> **What is asked**:
Render the records below as a two-column CSV with the header columns instruction and coordinates, one row per record. Put each record's text and its answer in a single quoted field, with every line break replaced by a space.

--- START OF The data ---

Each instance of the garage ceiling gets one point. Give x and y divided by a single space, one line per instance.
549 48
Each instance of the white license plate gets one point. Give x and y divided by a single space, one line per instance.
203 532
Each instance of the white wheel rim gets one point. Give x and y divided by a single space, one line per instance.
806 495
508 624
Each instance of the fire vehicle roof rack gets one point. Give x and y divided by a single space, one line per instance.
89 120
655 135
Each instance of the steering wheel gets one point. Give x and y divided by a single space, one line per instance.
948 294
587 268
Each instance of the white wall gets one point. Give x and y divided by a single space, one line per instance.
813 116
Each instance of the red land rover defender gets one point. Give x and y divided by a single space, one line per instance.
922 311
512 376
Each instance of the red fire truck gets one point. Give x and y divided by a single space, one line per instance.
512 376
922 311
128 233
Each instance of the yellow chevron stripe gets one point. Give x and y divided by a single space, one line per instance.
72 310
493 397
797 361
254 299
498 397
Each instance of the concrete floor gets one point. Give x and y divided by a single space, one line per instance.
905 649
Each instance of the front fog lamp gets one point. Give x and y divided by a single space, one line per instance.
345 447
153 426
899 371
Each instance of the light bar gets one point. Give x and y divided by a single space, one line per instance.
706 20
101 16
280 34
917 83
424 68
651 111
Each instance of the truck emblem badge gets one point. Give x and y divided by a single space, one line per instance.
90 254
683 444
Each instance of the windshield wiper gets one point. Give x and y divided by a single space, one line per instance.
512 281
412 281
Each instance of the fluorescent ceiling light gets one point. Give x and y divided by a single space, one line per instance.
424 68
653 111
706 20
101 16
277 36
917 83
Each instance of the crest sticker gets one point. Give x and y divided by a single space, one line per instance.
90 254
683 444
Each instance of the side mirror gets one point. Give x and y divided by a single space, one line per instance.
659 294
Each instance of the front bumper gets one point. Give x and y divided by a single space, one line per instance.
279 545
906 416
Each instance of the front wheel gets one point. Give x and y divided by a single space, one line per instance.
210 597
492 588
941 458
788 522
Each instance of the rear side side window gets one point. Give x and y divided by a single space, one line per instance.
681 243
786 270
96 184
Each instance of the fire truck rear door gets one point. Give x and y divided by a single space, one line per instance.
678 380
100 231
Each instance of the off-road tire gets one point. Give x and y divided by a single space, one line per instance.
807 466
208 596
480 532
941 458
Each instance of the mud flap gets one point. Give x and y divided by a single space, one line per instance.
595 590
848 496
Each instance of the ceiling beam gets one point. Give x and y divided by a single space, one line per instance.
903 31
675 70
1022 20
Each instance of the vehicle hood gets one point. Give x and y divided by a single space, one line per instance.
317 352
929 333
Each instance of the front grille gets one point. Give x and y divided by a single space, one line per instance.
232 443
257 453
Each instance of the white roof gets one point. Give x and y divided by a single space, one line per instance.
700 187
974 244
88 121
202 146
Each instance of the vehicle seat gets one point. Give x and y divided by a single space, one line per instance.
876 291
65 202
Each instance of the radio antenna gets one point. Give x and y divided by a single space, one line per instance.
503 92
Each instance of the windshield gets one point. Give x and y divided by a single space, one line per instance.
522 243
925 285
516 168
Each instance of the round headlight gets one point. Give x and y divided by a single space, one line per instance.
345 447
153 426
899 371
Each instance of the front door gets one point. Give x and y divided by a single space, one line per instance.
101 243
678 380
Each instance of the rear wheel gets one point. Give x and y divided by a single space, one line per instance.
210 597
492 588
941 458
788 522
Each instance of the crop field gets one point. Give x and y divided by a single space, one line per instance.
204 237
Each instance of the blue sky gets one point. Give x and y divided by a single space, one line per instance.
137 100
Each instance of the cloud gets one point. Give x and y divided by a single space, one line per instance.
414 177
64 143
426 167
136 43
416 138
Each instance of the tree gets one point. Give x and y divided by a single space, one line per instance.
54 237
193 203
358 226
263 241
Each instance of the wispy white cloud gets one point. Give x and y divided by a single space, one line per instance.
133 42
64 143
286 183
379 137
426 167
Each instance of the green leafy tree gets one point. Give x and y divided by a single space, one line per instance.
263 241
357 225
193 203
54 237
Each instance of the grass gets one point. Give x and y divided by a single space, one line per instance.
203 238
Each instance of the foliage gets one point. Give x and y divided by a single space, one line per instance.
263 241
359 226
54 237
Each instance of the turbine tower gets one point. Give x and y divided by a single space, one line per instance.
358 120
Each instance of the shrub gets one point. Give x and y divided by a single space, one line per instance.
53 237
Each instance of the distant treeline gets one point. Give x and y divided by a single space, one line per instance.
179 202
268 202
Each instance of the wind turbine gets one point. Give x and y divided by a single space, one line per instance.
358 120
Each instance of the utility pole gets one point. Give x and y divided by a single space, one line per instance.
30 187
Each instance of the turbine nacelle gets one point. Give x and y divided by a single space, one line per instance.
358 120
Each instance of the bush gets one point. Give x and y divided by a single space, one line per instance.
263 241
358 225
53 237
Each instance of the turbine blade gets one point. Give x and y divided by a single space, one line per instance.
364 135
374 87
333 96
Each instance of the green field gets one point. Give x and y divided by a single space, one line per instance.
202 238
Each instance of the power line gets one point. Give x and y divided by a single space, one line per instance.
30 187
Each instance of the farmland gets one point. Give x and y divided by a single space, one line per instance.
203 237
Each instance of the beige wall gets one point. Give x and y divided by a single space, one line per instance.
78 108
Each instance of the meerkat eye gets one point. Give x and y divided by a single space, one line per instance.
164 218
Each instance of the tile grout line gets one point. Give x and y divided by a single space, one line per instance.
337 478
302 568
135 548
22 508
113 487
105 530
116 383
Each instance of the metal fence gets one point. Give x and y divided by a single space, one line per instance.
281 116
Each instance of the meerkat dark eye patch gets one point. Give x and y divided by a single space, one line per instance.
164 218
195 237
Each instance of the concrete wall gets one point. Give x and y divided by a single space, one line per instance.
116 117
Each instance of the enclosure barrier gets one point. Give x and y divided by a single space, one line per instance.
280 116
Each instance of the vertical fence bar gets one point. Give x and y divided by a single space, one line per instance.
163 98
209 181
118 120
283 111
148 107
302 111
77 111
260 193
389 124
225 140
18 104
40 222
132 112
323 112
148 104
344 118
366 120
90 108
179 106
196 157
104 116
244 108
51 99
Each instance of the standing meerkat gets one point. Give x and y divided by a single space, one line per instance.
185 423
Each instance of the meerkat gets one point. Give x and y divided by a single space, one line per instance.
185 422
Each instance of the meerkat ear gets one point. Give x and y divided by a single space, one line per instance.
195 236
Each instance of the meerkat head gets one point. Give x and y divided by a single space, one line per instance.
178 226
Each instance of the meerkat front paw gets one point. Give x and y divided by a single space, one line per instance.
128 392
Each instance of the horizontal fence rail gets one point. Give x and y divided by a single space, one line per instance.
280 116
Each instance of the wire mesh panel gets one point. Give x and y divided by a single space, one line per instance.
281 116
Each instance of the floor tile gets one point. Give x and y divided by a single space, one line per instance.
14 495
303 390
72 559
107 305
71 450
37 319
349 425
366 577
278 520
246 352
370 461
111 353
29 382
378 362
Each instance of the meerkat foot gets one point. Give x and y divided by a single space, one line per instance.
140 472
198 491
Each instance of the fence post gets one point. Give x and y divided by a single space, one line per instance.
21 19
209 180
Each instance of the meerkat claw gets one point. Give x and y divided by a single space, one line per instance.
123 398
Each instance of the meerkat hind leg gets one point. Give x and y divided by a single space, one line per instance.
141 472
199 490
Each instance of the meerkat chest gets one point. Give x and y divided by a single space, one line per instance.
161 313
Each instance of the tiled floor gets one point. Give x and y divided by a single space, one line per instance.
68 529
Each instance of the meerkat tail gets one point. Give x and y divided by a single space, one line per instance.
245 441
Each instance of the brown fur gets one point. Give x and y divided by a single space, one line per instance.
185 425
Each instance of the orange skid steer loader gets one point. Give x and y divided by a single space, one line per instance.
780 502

--- END OF The data ---

> **Problem solution**:
instruction,coordinates
"Each instance of the garage ceiling gets one point. Give x and y divided by a single space, one line per instance.","549 48"
"Each instance of the white license plate gets one point. Give x and y divided by a single space, one line per instance.","203 532"
"Each instance of the white wheel rim gets one point. Give x and y divided by a single space, one line per instance.","806 495 508 624"
"Each instance of the fire vehicle roof rack gets one point. Give x and y divided by a single space, one line per instance.","89 120 655 135"
"Each instance of the steering wheel gets one point. Give x and y divided by a single space, one line per instance.","948 294 587 268"
"Each instance of the white wall gets one point. Give x and y divided by a single space, one line per instance.","813 116"
"Each instance of the red land rover defender gets one point. Give x and y divided by a single space, one line per instance.","922 311 512 376"
"Each instance of the red fire truck gets one point. Give x and y divided by a single space, one line per instance.","512 376 922 311 128 233"
"Each instance of the yellow chevron stripe gets one point. Give x and y divided by a single space, one line per instance.","72 310 493 397 797 361 254 299 498 397"
"Each instance of the concrete floor gets one point. Give x and y divided by a single space, one line per instance.","905 649"
"Each instance of the front fog lamp gets one point. Give x and y divided by a single space, one line per instance.","345 447 153 426 899 371"
"Each instance of the light bar gets one point. Give x and y divided by a single space, one line per instance.","706 20 101 16 280 34 917 83 424 68 651 111"
"Each instance of the truck emblem badge gets one point. Give x and y divided by a single space, one line per instance.","90 254 683 444"
"Each instance of the windshield wiper gets one point. Give x and y divided by a single space, one line per instance.","512 281 412 281"
"Each instance of the fluorescent ceiling light gets one point. Give x and y divided by a single space, one line per instance.","424 68 653 111 706 20 101 16 277 36 917 83"
"Each instance of the crest sticker gets one point. Give x and y divided by a single space, one line per instance.","90 254 683 444"
"Each instance of the side mirror gets one point. Give x and y divided by a single space, one line per instance.","659 294"
"Each instance of the front bumper gets one point. Give x and y divided by a single space, one line per instance.","279 545 906 416"
"Each instance of the front wheel gets one point. Give x and y divided by a single space, one line per instance.","210 597 492 588 941 458 788 522"
"Each instance of the rear side side window gets one point. Give x and y divided by a single space, one line per instance.","681 243 786 270 96 184"
"Each instance of the fire truck rear door gets one point. Give x and y divided by a single space, one line per instance.","678 380 100 231"
"Each instance of the off-road tire gets one point. Give x and y divided by a single space, one line per instance.","807 466 208 596 480 532 941 458"
"Each instance of the mud flap gets one point. Give x and y divided by a single space, one line per instance.","595 590 848 496"
"Each instance of the ceiling beam gets one point. Give x and y divided by a single space, one line per instance.","903 31 675 70 1022 20"
"Each instance of the vehicle hood gets one point. Give x and y divided by a single space, one line per instance.","317 352 929 333"
"Each instance of the front grille gets one point. Give x and y divided by a single space, one line per instance.","232 443 257 453"
"Each instance of the white roof gets one point. Give x and y divided by a single space, one line per instance.","700 187 974 244 88 121 202 146"
"Each instance of the vehicle seat gets one point. Give x and y divided by a single space, one line per instance.","876 291 65 202"
"Each instance of the radio antenna gets one point. Give x and y divided by a single space, one line per instance.","503 92"
"Each instance of the windshield gets one point. Give x and y divided by a single space, one line per instance.","522 243 925 285 516 168"
"Each instance of the round headlight gets one point. Give x and y divided by a single space, one line per instance.","345 447 153 426 899 371"
"Each instance of the front door gets one point. Give x and y divided by a single space, one line per instance.","101 243 678 380"
"Each instance of the rear wheel gets one point. Give x and y divided by a single space, one line per instance.","210 597 492 588 941 458 788 522"
"Each instance of the crop field gets one point. Give x and y divided by a single space, one line per instance.","204 237"
"Each instance of the blue sky gets one point. Give x and y divided by a single space, one line per instance.","137 100"
"Each instance of the cloud gets one point. Give x and y divided by a single space, one line per instance.","414 177 64 143 426 167 136 43 416 138"
"Each instance of the tree gets one point. Give x and y divided by a single space, one line per instance.","54 237 193 203 358 226 263 241"
"Each instance of the wispy white cloud gets one point. Give x and y divided by a single space, one line per instance.","133 42 64 143 286 183 379 137 426 167"
"Each instance of the green leafy tree gets one point. Give x and y divided by a single space, one line per instance.","263 241 357 225 193 203 54 237"
"Each instance of the grass gets one point. Give x and y divided by a single space, one line per instance.","203 238"
"Each instance of the foliage gets one point. Give x and y divided by a single space, one line per instance.","263 241 359 226 54 237"
"Each instance of the turbine tower gets one point. Give x and y divided by a single space, one line per instance.","358 120"
"Each instance of the shrub gets one point. Give x and y divided by a single space, one line per instance.","53 237"
"Each instance of the distant treeline gets one point. Give x and y divided by a single space, one line per instance.","179 202 268 202"
"Each instance of the wind turbine gets one point. Give x and y divided by a single space, one line per instance.","358 120"
"Each instance of the utility pole gets one point. Give x and y divided by a single space, one line per instance.","30 187"
"Each instance of the turbine nacelle gets one point. Give x and y divided by a single space, one line per instance.","358 120"
"Each instance of the bush gets one point. Give x and y divided by a single space, one line per instance.","263 241 358 225 53 237"
"Each instance of the turbine blade gets one point. Give x and y divided by a single space, one line per instance.","364 135 374 87 333 96"
"Each instance of the green field gets one point. Give x and y divided by a single space, one line per instance.","202 238"
"Each instance of the power line gets one point. Give x and y divided by a single space, one line per instance.","30 187"
"Each instance of the farmland gets one point. Give x and y divided by a single space, one line per instance.","203 237"
"Each instance of the beige wall gets one point. Give x and y divided by a single space, one line per instance.","78 108"
"Each instance of the meerkat eye gets one point. Give x and y divided by a single space, one line per instance.","164 218"
"Each instance of the tile grout line gets one point. Give x and y divided by a single space, one line per instance.","337 478 302 568 135 548 22 508 113 487 105 530 116 383"
"Each instance of the metal fence gets one point. Give x and y divided by a single space, one line per instance.","281 116"
"Each instance of the meerkat dark eye patch gets one point. Give x and y divided by a single space, one line per instance.","164 218 195 237"
"Each instance of the concrete wall gets one point. Give x and y divided by a single space, one line per instance.","116 117"
"Each instance of the enclosure barrier gets one point. Give x and y divided by a single space, one line per instance.","280 116"
"Each instance of the vertical fence bar gets one point. Give x and y divided by a single space, one line per instance.","163 98 209 181 118 120 283 111 148 107 302 111 77 111 260 193 389 124 225 140 18 104 40 222 132 112 323 112 148 104 344 118 366 120 90 108 179 106 196 157 104 116 244 108 51 99"
"Each instance of the standing meerkat gets one point. Give x and y divided by a single space, one line per instance.","185 423"
"Each instance of the meerkat gets one point. Give x and y divided by a single space, one line per instance.","185 422"
"Each instance of the meerkat ear gets one point. Give x and y divided by a single space, one line per instance.","195 236"
"Each instance of the meerkat head gets one point. Give x and y divided by a single space, one line per instance.","178 226"
"Each instance of the meerkat front paw gets one point. Give x and y divided by a single space, one line per instance.","128 392"
"Each instance of the horizontal fence rail gets one point. Give x and y divided by a single space, one line per instance.","280 116"
"Each instance of the wire mesh panel gets one point. Give x and y divided by a single space, one line per instance.","281 116"
"Each instance of the floor tile gets one point. Give x and y divided by a single space, one line per instance.","14 495 303 390 72 559 107 305 71 450 37 319 349 425 366 577 278 520 246 352 370 461 111 353 29 382 378 362"
"Each instance of the meerkat foot gets one point. Give x and y divided by a single space, one line per instance.","140 472 198 491"
"Each instance of the fence post gets one point. Give x and y divided by a single space, one line per instance.","21 19 209 180"
"Each instance of the meerkat claw gets one point. Give x and y divided by a single space, one line per instance.","123 398"
"Each instance of the meerkat hind leg gets one point. Give x and y divided by a single space, one line per instance.","141 472 199 490"
"Each instance of the meerkat chest gets one point. Give x and y divided by a single space, one line per instance.","161 313"
"Each instance of the tiled floor gets one point. Give x and y divided by a single space, one line per instance.","68 529"
"Each instance of the meerkat tail gets one point. Give x and y divided by a single space, one line per instance.","245 441"
"Each instance of the brown fur gets one point. Give x and y divided by a single space, one line per instance.","185 425"
"Each instance of the orange skid steer loader gets one point. Give x and y divided by a single space, one line per instance.","780 502"